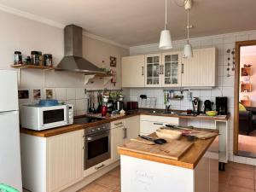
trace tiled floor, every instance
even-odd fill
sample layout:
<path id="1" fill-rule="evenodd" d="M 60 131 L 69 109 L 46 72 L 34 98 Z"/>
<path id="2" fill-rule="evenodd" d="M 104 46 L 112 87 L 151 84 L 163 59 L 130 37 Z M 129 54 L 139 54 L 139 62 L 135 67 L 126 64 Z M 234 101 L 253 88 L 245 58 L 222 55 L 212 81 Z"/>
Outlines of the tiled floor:
<path id="1" fill-rule="evenodd" d="M 120 167 L 112 170 L 79 192 L 120 192 Z"/>
<path id="2" fill-rule="evenodd" d="M 229 162 L 219 172 L 218 192 L 255 192 L 256 166 Z M 120 171 L 115 168 L 79 192 L 120 192 Z"/>
<path id="3" fill-rule="evenodd" d="M 254 192 L 256 166 L 229 162 L 218 172 L 218 192 Z"/>
<path id="4" fill-rule="evenodd" d="M 256 131 L 250 136 L 239 135 L 238 150 L 241 155 L 256 157 Z"/>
---------------
__Описание задания__.
Перепиши весь список в CSV из двух столбцов, «текст» и «ответ». Каждая строка должна содержать один текст и его ответ, каждое значение в отдельном поле в кавычках, переносы строк замени пробелами, а картинки не включай.

__Правильный ответ__.
текст,ответ
"trace tiled floor, every instance even-odd fill sample layout: <path id=""1"" fill-rule=""evenodd"" d=""M 60 131 L 69 109 L 46 72 L 34 98 Z""/> <path id=""2"" fill-rule=""evenodd"" d=""M 104 46 L 112 87 L 151 84 L 163 59 L 130 37 Z M 129 54 L 139 54 L 139 62 L 135 67 L 126 64 Z M 234 101 L 253 88 L 245 58 L 222 55 L 212 81 Z""/> Outlines of the tiled floor:","<path id=""1"" fill-rule=""evenodd"" d=""M 120 167 L 112 170 L 79 192 L 120 192 Z""/> <path id=""2"" fill-rule=""evenodd"" d=""M 229 162 L 219 172 L 218 192 L 255 192 L 256 166 Z M 120 171 L 115 168 L 79 192 L 120 192 Z""/> <path id=""3"" fill-rule=""evenodd"" d=""M 254 192 L 256 166 L 229 162 L 218 172 L 218 192 Z""/> <path id=""4"" fill-rule=""evenodd"" d=""M 256 131 L 250 136 L 239 135 L 238 150 L 241 155 L 256 157 Z""/>"